### Work instruction
From the listing below, copy each line that contains the word "uniform".

### Source information
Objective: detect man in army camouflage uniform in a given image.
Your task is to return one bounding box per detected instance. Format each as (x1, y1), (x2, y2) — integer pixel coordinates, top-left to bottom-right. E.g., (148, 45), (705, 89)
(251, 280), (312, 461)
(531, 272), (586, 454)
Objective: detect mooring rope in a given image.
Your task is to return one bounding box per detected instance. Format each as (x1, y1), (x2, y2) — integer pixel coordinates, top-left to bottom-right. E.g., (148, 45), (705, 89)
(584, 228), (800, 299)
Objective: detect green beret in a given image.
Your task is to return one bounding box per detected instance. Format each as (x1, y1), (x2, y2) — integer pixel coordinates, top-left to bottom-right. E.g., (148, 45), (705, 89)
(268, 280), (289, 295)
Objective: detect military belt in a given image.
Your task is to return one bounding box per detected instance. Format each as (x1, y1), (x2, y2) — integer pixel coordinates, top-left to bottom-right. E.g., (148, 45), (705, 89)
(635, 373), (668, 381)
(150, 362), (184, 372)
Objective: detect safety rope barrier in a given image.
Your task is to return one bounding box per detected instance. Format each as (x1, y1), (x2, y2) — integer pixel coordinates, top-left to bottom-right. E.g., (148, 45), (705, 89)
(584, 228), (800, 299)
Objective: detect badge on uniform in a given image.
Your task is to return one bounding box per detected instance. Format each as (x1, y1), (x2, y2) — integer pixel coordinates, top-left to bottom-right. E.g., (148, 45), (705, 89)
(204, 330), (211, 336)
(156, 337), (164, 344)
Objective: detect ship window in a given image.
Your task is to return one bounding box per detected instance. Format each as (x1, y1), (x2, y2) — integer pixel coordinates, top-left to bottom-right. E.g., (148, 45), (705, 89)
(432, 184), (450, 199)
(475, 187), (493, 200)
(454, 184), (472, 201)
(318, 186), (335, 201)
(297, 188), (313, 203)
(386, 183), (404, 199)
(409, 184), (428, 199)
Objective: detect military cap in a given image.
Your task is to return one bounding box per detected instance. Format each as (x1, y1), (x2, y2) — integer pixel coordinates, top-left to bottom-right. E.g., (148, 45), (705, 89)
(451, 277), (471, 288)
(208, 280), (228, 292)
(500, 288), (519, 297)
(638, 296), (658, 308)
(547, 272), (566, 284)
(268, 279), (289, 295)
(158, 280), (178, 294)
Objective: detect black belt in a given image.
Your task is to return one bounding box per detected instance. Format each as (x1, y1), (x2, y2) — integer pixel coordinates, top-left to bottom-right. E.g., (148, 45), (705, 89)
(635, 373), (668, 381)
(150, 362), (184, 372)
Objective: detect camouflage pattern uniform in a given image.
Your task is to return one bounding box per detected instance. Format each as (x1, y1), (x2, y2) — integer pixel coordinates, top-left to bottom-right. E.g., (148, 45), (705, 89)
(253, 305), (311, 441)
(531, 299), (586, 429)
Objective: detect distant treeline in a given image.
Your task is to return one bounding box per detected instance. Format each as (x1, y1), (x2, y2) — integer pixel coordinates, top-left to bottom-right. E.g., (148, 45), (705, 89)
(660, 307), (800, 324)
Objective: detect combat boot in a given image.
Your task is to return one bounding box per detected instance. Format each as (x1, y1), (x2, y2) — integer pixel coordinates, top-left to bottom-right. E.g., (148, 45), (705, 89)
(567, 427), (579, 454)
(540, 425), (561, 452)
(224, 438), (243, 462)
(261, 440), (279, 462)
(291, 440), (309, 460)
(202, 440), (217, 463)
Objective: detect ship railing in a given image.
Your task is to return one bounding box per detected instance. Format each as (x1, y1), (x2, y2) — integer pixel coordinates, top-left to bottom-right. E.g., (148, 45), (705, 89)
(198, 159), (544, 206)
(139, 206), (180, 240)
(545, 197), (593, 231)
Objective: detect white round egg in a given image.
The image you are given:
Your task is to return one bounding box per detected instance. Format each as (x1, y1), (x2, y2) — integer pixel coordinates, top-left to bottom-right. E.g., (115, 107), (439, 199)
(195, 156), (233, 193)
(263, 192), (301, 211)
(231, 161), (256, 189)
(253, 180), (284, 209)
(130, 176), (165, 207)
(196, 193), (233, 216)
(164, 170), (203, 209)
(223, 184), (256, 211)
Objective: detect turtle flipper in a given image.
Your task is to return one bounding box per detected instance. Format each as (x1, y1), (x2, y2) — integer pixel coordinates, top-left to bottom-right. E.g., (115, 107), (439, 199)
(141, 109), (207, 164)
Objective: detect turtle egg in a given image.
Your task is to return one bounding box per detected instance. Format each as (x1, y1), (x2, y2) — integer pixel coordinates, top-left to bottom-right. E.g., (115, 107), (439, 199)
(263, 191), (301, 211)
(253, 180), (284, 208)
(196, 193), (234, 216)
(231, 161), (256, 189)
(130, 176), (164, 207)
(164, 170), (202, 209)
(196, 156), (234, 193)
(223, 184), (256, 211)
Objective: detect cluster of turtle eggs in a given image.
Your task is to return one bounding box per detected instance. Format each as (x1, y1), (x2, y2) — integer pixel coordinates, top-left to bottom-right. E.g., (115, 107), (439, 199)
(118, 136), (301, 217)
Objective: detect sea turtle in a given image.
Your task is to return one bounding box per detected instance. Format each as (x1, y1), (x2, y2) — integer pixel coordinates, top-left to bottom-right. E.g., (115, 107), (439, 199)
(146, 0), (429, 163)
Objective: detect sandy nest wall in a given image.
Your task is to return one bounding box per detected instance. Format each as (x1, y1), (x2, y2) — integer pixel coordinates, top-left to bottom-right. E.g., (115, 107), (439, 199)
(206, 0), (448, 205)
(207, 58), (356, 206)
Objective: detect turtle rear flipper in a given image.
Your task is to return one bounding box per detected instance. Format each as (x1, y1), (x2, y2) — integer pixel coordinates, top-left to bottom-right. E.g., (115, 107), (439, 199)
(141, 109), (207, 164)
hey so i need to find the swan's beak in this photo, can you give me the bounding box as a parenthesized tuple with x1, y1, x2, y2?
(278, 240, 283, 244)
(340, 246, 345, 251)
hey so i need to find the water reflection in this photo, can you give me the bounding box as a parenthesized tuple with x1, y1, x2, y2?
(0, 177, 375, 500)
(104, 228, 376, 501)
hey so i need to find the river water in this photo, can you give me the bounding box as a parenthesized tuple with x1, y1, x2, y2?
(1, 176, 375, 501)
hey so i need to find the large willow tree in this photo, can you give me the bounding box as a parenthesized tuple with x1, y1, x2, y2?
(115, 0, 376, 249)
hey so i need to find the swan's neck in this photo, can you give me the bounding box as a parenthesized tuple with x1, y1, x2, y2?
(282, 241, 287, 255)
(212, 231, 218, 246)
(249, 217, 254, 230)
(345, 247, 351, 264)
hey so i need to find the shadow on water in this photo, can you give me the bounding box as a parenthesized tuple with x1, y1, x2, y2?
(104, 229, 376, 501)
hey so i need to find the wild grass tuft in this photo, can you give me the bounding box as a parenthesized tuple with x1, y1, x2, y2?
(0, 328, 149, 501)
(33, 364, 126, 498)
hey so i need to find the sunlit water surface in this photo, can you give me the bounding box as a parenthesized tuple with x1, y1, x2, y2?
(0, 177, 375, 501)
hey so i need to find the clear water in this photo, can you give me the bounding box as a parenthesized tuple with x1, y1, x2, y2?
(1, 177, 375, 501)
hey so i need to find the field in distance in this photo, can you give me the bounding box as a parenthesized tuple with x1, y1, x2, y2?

### Answer to this problem
Objective: detect man in army camouflage uniform in a given image.
Objective: detect badge on uniform in a given image.
Objective: detect camouflage pattern uniform in a given image.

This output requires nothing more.